SHORT PROBLEM 1
Quote the weekly news roundup between "So Digital Digest" and "the bandwidth required).", inclusive.
SHORT PROBLEM 2
Extract each line of the listing that contains the string "fixture". Case counts.

DOCUMENT TEXT

Weekly News Roundup (July 8, 2018)

July 8th, 2018

So Digital Digest celebrated its 19th birthday last week, on July 4, which seems like a familiar date for some reason here in Australia. Who am I kidding? I deliberately launched Digital Digest 19 years and a few days ago on America’s birthday mainly because I know how bad my memory is and the only way I would remember the anniversary would be to piggy back it to another, more easily remembered one.

As for the reasons behind launching Digital Digest (then known as DVDigest)? It was mainly because I had become bored of answering the same questions on several message boards that I had been visiting and decided to put all the available information in one place so I can just link to it in my responses. Plus I could also host a few downloads for people to use on the GeoCities hosted site (sites, actually, since one account usually wasn’t enough to handle all the bandwidth required).

RAW RECORDS

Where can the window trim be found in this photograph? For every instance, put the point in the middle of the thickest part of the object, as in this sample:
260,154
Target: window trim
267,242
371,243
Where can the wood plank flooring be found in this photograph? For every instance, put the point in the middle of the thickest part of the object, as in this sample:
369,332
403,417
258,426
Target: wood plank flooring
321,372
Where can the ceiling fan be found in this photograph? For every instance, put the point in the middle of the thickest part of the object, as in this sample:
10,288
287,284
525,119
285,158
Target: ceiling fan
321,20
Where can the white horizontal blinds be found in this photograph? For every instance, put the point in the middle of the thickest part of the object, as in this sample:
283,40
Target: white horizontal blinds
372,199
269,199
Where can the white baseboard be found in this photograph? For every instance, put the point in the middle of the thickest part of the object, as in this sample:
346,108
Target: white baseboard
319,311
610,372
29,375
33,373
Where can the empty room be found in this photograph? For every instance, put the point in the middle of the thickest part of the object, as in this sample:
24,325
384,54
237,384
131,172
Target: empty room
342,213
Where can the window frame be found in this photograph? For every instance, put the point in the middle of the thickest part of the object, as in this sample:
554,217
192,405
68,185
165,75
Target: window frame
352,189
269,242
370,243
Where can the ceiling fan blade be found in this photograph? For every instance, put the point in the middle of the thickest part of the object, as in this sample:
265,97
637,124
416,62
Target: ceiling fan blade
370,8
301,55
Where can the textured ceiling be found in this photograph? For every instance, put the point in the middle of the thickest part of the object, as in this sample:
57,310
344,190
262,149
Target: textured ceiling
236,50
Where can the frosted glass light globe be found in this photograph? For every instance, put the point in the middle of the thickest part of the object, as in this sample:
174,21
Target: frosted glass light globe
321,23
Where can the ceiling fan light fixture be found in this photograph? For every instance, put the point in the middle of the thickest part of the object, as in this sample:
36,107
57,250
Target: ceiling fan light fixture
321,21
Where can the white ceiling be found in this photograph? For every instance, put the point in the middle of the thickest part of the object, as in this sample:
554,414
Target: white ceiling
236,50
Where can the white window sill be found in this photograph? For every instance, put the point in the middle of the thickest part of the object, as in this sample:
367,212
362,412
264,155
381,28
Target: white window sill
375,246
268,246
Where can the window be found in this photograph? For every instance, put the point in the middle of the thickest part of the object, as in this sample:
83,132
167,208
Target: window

CORRECT OUTPUT 1
So Digital Digest celebrated its 19th birthday last week, on July 4, which seems like a familiar date for some reason here in Australia. Who am I kidding? I deliberately launched Digital Digest 19 years and a few days ago on America’s birthday mainly because I know how bad my memory is and the only way I would remember the anniversary would be to piggy back it to another, more easily remembered one.

As for the reasons behind launching Digital Digest (then known as DVDigest)? It was mainly because I had become bored of answering the same questions on several message boards that I had been visiting and decided to put all the available information in one place so I can just link to it in my responses. Plus I could also host a few downloads for people to use on the GeoCities hosted site (sites, actually, since one account usually wasn’t enough to handle all the bandwidth required).

CORRECT OUTPUT 2
Where can the ceiling fan light fixture be found in this photograph? For every instance, put the point in the middle of the thickest part of the object, as in this sample:
Target: ceiling fan light fixture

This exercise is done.